TEXTE ÉTUDIÉ:
À l’appel de six organisations (Amnesty International, Caritas, Médecins du Monde, Médecins sans Frontières, Oxfam et Viva Salud), cette action vise à rappeler que « les hôpitaux ne doivent jamais constituer une cible. »

Tout le monde ici garde en mémoire le double bombardement par l’armée israélienne de l’hôpital Nasser le 24 août dernier, il y a deux mois jour pour jour. En février 2024, Meinie Nicolaï, infirmière et conseillère humanitaire pour MSF (dont 15 membres du personnel ont été tués dans l’enclave palestinienne), se trouvait à Gaza.

Elle a vu des équipes médicales « opérant dans des conditions extrêmes, manquant de nourriture, qui voyaient leurs patients, souvent des enfants, s’affaiblir jusqu’à en mourir. Lorsque j’étais sur place, l’hôpital Nasser de Khan Younès, justement, a été encerclé et pris d’assaut par l’armée israélienne. Le personnel a été arrêté, il n’y avait ni eau, ni nourriture, ni électricité : les patients en soins intensifs sont morts. » Pour elle, cela ne fait aucun doute : « À Gaza, les hôpitaux sont pris pour cible », malgré les affirmations régulières de Tsahal selon lesquelles ils sont utilisés par des terroristes du Hamas.

DONNÉES:
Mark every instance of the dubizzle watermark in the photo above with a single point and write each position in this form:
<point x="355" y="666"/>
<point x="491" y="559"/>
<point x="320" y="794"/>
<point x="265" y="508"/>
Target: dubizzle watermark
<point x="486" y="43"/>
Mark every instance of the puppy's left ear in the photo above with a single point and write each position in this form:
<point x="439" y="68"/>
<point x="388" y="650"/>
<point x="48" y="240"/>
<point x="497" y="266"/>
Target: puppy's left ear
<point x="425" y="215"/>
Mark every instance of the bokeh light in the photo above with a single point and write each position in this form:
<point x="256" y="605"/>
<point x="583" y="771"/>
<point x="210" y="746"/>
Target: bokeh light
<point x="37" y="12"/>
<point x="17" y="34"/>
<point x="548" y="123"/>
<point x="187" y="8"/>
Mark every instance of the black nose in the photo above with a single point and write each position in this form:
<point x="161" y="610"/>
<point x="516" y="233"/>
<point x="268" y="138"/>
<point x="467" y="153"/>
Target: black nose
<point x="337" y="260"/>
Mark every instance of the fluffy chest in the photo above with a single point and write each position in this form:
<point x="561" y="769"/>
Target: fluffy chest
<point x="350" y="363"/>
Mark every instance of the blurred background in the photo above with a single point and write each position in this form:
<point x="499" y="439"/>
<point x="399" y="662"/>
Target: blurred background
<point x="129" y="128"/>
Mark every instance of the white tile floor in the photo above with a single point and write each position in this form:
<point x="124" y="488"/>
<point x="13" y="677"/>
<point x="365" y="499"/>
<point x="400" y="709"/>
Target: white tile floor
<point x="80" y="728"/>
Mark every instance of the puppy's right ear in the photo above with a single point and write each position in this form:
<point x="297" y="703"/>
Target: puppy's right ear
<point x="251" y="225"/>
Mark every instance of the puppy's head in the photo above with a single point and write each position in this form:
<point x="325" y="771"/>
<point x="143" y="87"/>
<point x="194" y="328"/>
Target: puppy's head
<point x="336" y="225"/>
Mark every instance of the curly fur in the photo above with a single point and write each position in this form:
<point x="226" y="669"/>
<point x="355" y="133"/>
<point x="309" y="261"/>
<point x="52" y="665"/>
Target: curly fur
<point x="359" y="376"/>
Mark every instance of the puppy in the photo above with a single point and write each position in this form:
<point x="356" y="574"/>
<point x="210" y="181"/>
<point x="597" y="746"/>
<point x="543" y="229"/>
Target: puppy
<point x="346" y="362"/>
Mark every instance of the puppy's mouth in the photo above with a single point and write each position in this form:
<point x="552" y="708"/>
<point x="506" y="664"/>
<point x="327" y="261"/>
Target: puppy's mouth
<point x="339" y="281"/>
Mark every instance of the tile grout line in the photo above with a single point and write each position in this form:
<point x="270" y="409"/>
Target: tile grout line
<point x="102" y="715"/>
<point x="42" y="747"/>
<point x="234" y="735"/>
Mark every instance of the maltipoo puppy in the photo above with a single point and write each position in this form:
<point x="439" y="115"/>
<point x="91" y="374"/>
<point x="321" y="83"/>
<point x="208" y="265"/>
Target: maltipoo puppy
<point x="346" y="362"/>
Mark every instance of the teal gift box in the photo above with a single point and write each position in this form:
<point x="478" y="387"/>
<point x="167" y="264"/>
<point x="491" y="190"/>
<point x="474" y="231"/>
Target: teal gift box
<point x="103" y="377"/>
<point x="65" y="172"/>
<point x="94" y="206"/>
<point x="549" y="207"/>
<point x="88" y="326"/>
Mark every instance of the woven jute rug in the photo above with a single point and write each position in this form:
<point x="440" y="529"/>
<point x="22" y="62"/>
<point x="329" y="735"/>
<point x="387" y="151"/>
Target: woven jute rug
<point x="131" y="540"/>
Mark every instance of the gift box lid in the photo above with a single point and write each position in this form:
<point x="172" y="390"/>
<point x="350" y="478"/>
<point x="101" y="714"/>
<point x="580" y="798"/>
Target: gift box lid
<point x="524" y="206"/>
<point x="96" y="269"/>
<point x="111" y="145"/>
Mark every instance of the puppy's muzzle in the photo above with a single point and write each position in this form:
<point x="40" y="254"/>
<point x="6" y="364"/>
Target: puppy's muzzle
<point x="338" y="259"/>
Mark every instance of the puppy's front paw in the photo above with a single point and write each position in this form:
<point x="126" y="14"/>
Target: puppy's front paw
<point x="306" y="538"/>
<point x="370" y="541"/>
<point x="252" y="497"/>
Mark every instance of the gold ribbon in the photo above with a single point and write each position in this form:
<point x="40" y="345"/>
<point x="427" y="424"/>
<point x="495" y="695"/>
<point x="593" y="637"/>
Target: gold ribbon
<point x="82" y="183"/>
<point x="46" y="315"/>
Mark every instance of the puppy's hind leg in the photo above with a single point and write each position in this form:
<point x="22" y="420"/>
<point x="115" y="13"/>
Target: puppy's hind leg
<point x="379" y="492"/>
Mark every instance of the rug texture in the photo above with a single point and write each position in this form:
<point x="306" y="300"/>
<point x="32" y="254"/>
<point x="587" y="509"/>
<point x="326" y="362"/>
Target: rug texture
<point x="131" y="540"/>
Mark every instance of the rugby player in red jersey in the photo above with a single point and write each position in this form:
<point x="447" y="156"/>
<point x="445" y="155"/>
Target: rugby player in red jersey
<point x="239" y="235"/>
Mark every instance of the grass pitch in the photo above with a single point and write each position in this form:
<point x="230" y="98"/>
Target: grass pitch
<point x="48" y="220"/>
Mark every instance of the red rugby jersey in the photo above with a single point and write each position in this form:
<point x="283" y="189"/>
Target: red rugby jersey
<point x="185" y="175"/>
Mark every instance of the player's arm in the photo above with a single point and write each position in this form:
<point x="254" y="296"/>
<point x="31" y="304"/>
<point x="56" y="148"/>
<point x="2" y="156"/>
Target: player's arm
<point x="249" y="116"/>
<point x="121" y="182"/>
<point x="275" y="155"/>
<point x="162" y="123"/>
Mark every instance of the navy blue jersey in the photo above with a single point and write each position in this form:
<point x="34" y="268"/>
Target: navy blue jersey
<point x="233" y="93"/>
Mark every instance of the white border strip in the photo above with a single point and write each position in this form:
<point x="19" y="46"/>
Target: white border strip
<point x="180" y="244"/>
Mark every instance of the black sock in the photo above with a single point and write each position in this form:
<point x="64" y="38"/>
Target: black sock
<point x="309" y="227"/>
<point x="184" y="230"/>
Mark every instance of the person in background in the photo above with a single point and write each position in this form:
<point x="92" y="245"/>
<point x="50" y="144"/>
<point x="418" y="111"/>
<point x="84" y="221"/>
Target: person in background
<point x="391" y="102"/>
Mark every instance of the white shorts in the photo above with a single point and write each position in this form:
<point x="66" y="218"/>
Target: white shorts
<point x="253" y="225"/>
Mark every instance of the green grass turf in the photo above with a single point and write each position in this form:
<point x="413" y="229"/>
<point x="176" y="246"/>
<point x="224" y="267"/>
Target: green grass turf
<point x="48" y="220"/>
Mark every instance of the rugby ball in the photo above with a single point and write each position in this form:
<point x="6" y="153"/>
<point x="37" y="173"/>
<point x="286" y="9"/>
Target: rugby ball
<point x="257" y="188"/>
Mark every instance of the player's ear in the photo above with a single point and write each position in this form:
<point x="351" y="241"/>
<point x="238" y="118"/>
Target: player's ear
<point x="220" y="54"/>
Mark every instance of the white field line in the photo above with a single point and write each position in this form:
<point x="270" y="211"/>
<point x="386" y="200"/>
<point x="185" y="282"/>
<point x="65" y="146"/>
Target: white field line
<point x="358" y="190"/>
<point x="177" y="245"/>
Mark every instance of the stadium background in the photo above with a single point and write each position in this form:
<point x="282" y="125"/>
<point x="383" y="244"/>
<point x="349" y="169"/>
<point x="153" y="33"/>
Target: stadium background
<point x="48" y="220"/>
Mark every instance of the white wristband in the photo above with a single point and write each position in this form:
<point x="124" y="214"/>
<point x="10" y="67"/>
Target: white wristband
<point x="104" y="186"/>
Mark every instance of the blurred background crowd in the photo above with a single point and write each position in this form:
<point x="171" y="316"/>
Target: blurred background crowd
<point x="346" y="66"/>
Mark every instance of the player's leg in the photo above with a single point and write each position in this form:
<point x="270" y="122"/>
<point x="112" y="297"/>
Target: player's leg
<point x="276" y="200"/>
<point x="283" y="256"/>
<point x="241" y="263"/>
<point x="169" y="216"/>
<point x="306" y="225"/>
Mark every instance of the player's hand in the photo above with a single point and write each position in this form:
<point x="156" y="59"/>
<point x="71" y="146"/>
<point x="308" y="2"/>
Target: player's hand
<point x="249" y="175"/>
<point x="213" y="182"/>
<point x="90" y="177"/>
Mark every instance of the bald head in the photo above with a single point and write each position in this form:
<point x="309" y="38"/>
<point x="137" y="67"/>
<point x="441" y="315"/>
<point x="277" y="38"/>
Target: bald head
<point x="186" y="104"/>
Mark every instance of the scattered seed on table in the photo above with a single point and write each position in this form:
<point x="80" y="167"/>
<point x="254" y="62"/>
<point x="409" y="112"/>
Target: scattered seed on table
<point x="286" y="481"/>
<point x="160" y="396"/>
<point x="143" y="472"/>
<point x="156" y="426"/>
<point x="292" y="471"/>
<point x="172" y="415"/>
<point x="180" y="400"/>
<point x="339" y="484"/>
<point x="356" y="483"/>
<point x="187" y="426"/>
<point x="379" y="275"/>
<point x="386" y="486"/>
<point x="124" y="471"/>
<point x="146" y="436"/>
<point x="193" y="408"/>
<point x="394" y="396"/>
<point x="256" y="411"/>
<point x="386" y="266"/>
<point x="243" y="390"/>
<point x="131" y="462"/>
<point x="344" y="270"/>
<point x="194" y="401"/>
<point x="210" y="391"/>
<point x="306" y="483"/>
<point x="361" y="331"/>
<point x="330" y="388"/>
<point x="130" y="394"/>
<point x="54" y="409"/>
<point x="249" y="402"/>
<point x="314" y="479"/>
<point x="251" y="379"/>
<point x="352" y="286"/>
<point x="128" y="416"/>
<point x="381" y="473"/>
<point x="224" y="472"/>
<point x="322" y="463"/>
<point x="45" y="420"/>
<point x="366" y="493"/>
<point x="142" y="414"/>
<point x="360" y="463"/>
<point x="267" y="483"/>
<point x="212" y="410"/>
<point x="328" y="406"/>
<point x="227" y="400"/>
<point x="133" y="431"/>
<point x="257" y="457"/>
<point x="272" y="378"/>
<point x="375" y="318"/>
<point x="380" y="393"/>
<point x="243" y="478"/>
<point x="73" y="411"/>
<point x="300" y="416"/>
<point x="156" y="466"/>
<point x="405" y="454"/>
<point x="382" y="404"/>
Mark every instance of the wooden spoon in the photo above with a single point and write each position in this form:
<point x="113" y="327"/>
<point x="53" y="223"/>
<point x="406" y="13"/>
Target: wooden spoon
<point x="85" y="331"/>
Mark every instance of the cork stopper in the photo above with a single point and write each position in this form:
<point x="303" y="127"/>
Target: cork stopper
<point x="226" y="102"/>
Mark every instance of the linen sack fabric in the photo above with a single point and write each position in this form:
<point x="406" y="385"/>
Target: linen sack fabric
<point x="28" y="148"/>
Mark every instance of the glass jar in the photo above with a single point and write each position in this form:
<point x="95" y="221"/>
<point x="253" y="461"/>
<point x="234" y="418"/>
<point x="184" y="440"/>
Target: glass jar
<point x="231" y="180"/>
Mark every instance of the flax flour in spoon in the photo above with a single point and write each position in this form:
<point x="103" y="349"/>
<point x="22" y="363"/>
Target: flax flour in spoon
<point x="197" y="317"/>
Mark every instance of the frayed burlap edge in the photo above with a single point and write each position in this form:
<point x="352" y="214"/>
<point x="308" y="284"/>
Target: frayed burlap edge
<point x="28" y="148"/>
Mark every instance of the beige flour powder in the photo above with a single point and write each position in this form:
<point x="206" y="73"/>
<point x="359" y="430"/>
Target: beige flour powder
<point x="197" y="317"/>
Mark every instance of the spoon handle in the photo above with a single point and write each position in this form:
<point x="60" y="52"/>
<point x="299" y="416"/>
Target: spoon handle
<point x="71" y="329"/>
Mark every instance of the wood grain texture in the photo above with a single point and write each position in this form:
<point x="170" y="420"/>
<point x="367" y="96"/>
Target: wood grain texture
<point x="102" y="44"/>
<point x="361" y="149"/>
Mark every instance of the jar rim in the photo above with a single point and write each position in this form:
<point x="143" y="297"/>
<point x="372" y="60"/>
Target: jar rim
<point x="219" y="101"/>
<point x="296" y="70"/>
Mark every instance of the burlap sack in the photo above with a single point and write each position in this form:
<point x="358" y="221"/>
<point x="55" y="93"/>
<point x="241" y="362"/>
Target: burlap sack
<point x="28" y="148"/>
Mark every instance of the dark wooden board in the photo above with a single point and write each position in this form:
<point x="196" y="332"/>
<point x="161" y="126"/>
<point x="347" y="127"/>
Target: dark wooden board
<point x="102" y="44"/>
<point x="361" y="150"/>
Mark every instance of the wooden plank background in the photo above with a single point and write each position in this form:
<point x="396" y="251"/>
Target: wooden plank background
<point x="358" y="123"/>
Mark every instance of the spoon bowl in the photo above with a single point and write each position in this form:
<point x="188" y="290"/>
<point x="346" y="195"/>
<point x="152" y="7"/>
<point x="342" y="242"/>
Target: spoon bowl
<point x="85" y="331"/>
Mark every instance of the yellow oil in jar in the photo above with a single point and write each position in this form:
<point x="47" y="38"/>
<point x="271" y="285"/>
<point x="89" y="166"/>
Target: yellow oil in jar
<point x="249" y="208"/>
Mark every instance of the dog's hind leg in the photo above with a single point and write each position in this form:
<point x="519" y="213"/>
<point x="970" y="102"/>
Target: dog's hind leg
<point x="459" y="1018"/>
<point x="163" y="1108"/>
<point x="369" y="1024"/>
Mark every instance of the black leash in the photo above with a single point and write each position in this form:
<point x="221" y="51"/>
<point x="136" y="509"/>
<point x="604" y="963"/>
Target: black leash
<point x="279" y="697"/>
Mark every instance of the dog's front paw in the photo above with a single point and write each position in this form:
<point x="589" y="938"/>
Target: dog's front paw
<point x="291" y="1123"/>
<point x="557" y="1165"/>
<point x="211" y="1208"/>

CONSIGNES:
1. D'après le texte sur les hôpitaux de Gaza, combien de membres du personnel de MSF ont été tués dans l'enclave palestinienne ?
2. Prolongez le texte sur les hôpitaux de Gaza après sa dernière phrase.

CORRIGÉ:
1. 15 membres du personnel.

2.
Le cessez-le-feu, un espoir vain ?

Normalement, les armes se taisent dans la bande de Gaza depuis l’accord de cessez-le-feu entré en vigueur le 10 octobre. « Le cessez-le-feu est fragile« , rappelle Carine Thibaut, directrice générale d’Amnesty International Belgique : « Qui nous dit que ça ne va pas reprendre ? C’est pour cela aussi que nous avons maintenu cette mobilisation. Le système de santé gazaoui a été une cible du gouvernement israélien, c’est absolument inadmissible au regard du droit international, c’est un crime de guerre. Cela ruine notre humanité, cela ne doit plus jamais se reproduire.« 

D’ailleurs, partout sur les murs, jusqu’à l’aubette réservée aux fumeurs, les affiches rappellent ce slogan : « Cibler un hôpital, c’est ruiner notre humanité. » On y voit une soignante en blouse verte, de dos, face à un hôpital en ruine dans le viseur d’une arme à feu.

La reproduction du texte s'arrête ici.